* Working data:
....

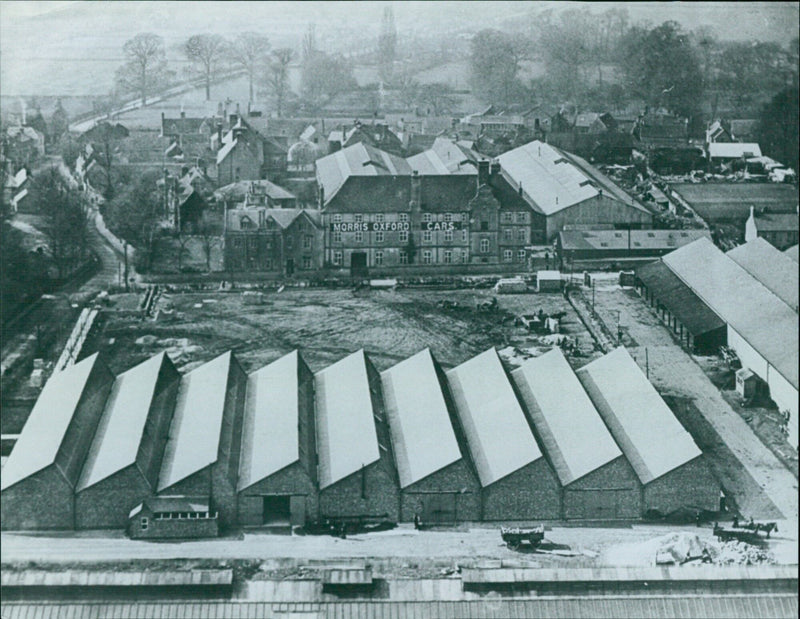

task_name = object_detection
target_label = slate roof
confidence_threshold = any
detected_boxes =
[316,142,411,205]
[497,140,649,215]
[237,351,300,492]
[662,239,798,389]
[406,137,485,176]
[381,348,461,488]
[314,350,380,490]
[76,353,172,491]
[558,230,710,251]
[727,238,800,311]
[636,260,725,337]
[0,353,101,490]
[577,347,702,484]
[447,348,542,487]
[158,352,233,492]
[511,348,622,486]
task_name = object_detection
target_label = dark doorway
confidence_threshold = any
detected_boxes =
[350,251,367,277]
[422,494,456,525]
[263,495,292,525]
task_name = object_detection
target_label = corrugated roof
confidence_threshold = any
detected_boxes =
[406,137,484,176]
[158,352,233,492]
[381,348,461,488]
[577,347,702,484]
[708,142,761,159]
[237,351,300,492]
[316,142,411,204]
[314,350,380,490]
[497,140,598,215]
[2,596,798,619]
[447,348,542,487]
[558,230,711,251]
[511,348,622,486]
[662,239,798,389]
[728,238,800,312]
[636,260,725,336]
[0,353,98,490]
[76,352,171,492]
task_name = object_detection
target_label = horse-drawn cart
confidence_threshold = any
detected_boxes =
[500,525,544,550]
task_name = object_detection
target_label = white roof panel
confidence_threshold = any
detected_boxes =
[314,350,380,490]
[76,353,169,491]
[727,237,800,312]
[662,238,798,389]
[577,347,702,484]
[381,349,461,488]
[158,352,233,492]
[0,353,102,490]
[447,348,542,487]
[238,351,300,491]
[511,348,622,486]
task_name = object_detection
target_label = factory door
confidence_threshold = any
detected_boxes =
[422,494,456,524]
[262,494,292,525]
[350,251,367,277]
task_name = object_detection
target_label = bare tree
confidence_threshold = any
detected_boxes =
[183,34,228,101]
[264,47,294,117]
[116,32,171,106]
[230,32,269,101]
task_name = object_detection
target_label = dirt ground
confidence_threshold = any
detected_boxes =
[595,280,798,521]
[82,289,592,372]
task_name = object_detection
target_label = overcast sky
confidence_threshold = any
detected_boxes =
[0,0,800,95]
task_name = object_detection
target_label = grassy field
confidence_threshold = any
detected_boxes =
[83,289,592,372]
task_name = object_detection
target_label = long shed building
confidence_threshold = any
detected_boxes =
[237,351,317,526]
[381,349,480,524]
[75,353,181,529]
[662,239,798,447]
[446,348,561,520]
[158,352,247,527]
[511,348,641,520]
[0,354,114,529]
[314,350,399,521]
[577,347,720,515]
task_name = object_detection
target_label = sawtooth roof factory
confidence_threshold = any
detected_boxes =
[2,348,720,538]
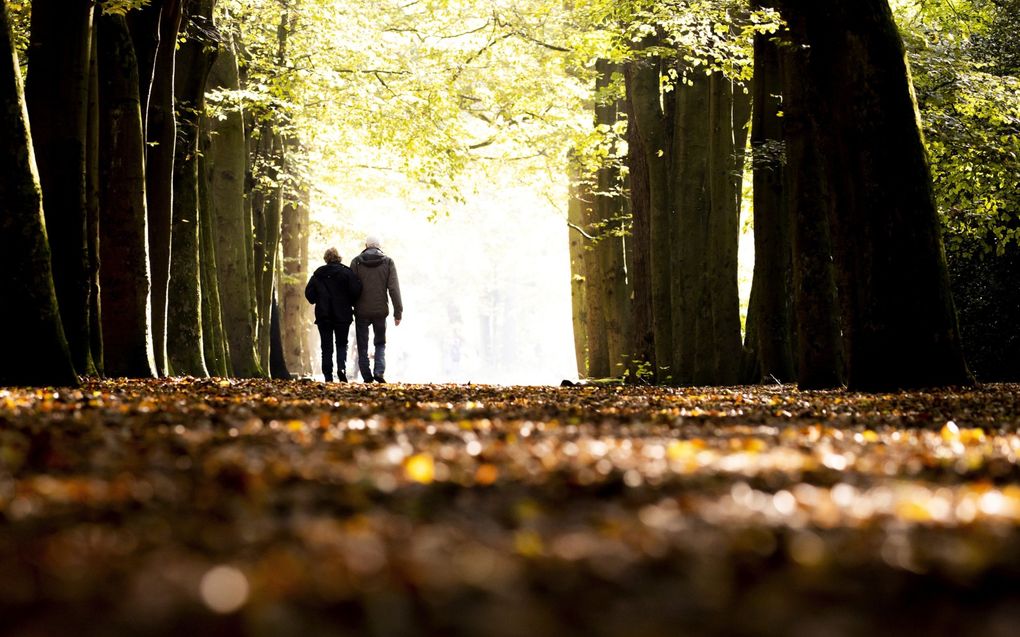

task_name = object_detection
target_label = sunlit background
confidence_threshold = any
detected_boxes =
[297,165,754,384]
[310,171,577,384]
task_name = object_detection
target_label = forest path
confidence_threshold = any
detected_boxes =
[0,379,1020,637]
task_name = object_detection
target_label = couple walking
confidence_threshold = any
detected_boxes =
[305,236,404,382]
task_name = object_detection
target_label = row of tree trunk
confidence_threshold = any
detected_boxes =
[571,50,750,384]
[570,0,971,390]
[0,0,308,384]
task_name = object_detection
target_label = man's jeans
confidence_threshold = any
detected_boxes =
[354,316,386,382]
[316,321,351,381]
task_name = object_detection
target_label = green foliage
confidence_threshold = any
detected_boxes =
[896,0,1020,254]
[99,0,152,15]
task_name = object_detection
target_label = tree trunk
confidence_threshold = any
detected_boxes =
[626,58,674,382]
[281,185,310,374]
[567,159,589,378]
[167,0,214,377]
[780,0,972,390]
[627,67,655,379]
[671,70,715,385]
[269,294,292,380]
[124,0,162,125]
[751,34,796,382]
[206,43,264,378]
[0,2,77,385]
[707,73,743,385]
[593,60,629,377]
[780,37,843,389]
[23,0,96,375]
[133,0,185,373]
[198,137,231,376]
[85,25,105,375]
[253,131,287,364]
[580,184,610,378]
[98,11,155,378]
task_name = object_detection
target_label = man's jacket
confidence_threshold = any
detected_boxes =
[351,248,404,321]
[305,263,361,325]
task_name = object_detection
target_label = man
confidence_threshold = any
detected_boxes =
[351,236,404,382]
[305,248,361,382]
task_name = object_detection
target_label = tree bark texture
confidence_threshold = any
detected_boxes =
[567,161,589,378]
[670,71,715,385]
[707,73,746,385]
[626,66,655,379]
[0,2,77,385]
[198,140,231,377]
[626,58,673,382]
[279,185,311,374]
[166,0,214,376]
[580,181,610,378]
[751,34,796,382]
[269,295,291,380]
[779,0,972,390]
[780,38,843,389]
[85,29,105,375]
[253,131,287,365]
[23,0,96,375]
[135,0,185,373]
[98,15,155,377]
[206,43,263,378]
[594,60,630,377]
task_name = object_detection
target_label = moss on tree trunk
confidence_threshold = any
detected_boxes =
[0,2,78,385]
[206,39,264,378]
[98,15,155,377]
[780,0,971,390]
[24,0,96,375]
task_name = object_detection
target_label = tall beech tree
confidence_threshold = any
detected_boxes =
[777,0,971,390]
[97,13,155,377]
[624,71,655,380]
[206,41,268,378]
[625,57,673,382]
[748,29,795,382]
[567,161,590,376]
[780,38,844,389]
[0,0,78,385]
[24,0,96,375]
[128,0,187,373]
[165,0,215,376]
[279,185,311,374]
[85,32,105,374]
[593,60,630,377]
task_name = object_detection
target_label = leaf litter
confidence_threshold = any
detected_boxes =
[0,378,1020,637]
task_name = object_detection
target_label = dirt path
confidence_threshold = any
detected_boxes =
[0,380,1020,637]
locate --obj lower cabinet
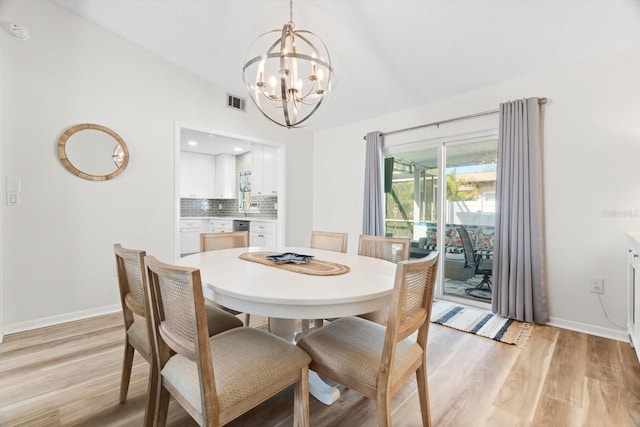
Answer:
[249,221,277,247]
[209,219,233,233]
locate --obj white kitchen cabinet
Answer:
[627,232,640,360]
[249,221,277,247]
[180,151,216,199]
[215,154,237,199]
[251,144,278,195]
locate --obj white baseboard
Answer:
[548,317,629,342]
[0,304,122,343]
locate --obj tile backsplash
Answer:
[180,196,278,219]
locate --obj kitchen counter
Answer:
[180,216,278,222]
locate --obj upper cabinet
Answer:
[215,154,236,199]
[180,151,216,199]
[251,144,278,195]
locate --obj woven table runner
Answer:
[240,252,349,276]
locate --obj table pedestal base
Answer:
[270,317,340,405]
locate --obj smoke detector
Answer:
[7,23,29,40]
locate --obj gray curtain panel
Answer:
[362,131,384,236]
[492,98,549,323]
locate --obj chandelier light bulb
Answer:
[242,2,336,128]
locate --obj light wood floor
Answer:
[0,314,640,427]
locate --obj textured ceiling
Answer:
[54,0,640,131]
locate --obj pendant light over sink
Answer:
[242,0,336,128]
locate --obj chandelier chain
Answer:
[289,0,293,28]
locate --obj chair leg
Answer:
[293,366,309,427]
[144,363,159,427]
[416,363,431,427]
[156,383,171,427]
[120,337,135,403]
[376,390,391,427]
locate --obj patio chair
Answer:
[456,226,493,299]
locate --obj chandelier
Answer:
[242,0,336,128]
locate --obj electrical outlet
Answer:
[589,277,604,294]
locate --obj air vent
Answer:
[227,94,247,111]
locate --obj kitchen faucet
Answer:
[240,198,247,216]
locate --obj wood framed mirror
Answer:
[58,123,129,181]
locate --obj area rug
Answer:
[431,300,532,346]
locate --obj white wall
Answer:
[313,46,640,339]
[0,0,313,334]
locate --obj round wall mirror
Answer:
[58,123,129,181]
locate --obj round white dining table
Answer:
[176,247,396,405]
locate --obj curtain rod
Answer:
[364,98,547,140]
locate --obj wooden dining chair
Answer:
[200,231,251,326]
[358,234,411,325]
[145,256,311,426]
[113,243,242,425]
[298,252,438,427]
[302,231,349,335]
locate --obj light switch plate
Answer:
[7,191,20,206]
[7,176,21,192]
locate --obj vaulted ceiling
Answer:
[54,0,640,131]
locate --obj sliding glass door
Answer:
[385,137,497,304]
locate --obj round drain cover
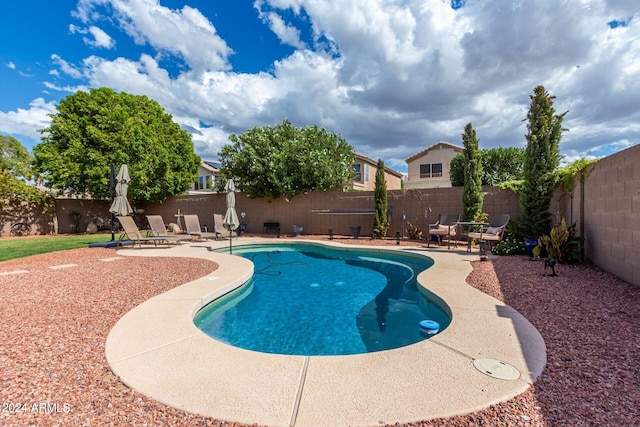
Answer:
[473,359,520,380]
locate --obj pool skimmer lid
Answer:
[473,359,520,380]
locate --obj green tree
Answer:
[462,123,484,221]
[373,159,389,238]
[0,135,32,180]
[450,147,525,187]
[34,88,200,202]
[218,119,355,199]
[519,86,567,238]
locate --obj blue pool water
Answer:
[194,244,450,356]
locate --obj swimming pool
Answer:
[194,243,450,356]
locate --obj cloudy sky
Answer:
[0,0,640,172]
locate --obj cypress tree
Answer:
[462,123,484,221]
[373,159,389,238]
[520,86,567,238]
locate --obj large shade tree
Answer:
[34,88,200,202]
[520,86,567,238]
[219,119,355,199]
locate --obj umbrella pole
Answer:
[109,163,116,242]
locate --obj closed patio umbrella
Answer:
[109,164,133,216]
[222,179,240,253]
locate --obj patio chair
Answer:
[184,215,218,240]
[427,214,460,249]
[213,214,238,240]
[147,215,193,245]
[467,214,510,252]
[117,216,170,249]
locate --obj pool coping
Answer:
[105,238,546,426]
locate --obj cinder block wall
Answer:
[574,145,640,286]
[138,187,520,237]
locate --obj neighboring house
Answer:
[187,160,221,194]
[404,142,464,189]
[345,153,402,191]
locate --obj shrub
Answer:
[491,230,527,255]
[541,217,582,264]
[407,221,422,240]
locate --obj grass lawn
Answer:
[0,233,120,261]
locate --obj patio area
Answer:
[0,237,640,426]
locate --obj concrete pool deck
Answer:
[105,238,546,426]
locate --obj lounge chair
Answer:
[147,215,193,245]
[427,214,460,249]
[467,214,510,252]
[184,215,218,240]
[117,216,170,249]
[213,214,238,239]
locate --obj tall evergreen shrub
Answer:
[462,123,484,221]
[520,86,567,238]
[373,159,389,238]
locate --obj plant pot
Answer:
[524,237,538,257]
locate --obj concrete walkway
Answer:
[105,238,546,427]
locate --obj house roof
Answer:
[200,160,222,172]
[405,141,464,163]
[355,153,403,178]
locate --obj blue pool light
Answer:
[420,320,440,335]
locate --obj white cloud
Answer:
[0,98,56,145]
[75,0,233,72]
[51,53,83,79]
[69,24,116,49]
[2,0,640,169]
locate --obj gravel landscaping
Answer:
[0,241,640,427]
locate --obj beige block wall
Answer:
[7,145,640,286]
[135,187,520,237]
[576,145,640,286]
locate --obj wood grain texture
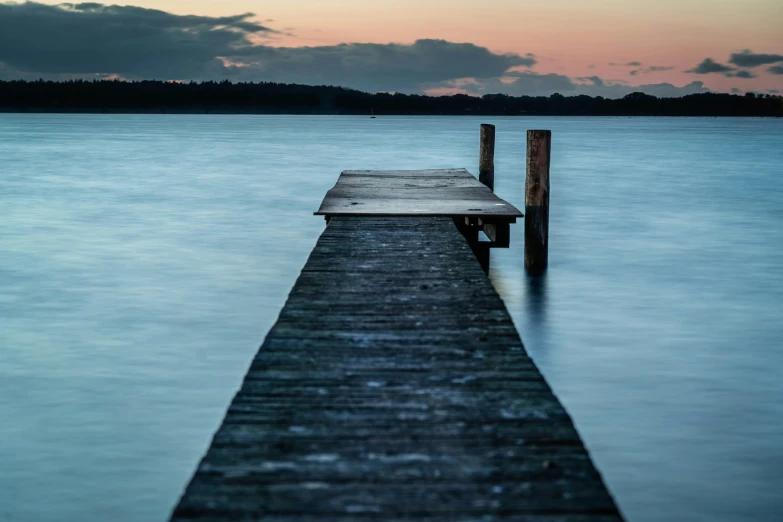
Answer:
[315,169,522,217]
[525,130,552,275]
[171,217,622,522]
[479,123,495,192]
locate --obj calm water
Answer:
[0,114,783,522]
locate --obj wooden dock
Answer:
[171,170,622,522]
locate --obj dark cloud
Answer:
[226,40,535,92]
[685,58,734,74]
[0,2,273,79]
[0,2,536,92]
[729,49,783,67]
[628,65,674,76]
[726,69,756,78]
[442,71,711,98]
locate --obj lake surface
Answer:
[0,114,783,522]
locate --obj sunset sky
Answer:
[0,0,783,97]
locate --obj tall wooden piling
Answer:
[525,130,552,275]
[479,123,495,191]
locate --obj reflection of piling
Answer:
[525,130,552,276]
[479,123,495,191]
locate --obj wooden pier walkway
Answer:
[171,169,622,522]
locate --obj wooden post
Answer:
[525,130,552,276]
[479,123,495,192]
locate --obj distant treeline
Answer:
[0,80,783,117]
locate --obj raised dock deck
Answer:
[171,170,622,522]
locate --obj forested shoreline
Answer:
[0,80,783,117]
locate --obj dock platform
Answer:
[171,170,622,522]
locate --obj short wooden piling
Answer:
[479,123,495,191]
[525,130,552,276]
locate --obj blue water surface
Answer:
[0,114,783,522]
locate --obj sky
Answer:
[0,0,783,97]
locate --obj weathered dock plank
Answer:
[171,217,622,522]
[315,169,522,217]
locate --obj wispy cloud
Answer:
[729,49,783,67]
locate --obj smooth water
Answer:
[0,114,783,522]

....

* Brief: Lay out the stretch of the material that begins with the line containing "locate --obj closed patio umbrella" and ends with the line containing "[407,221,422,240]", both included, as a numbered list with blank lines left out.

* Task output:
1. locate --obj closed patio umbrella
2. Answer:
3. [109,164,133,216]
4. [222,179,240,253]
5. locate --obj patio chair
6. Answer:
7. [184,215,218,240]
8. [427,214,460,249]
9. [213,214,238,240]
10. [147,215,193,245]
11. [467,214,510,252]
12. [117,216,170,249]
13. locate --obj pool coping
14. Answer:
15. [105,238,546,426]
16. locate --obj cinder block wall
17. Answer:
18. [574,145,640,286]
19. [138,187,520,237]
20. locate --obj neighboring house
21. Answer:
22. [187,160,221,194]
23. [404,142,464,189]
24. [345,153,402,191]
25. locate --obj shrub
26. Answer:
27. [491,230,527,255]
28. [541,217,582,264]
29. [407,221,422,240]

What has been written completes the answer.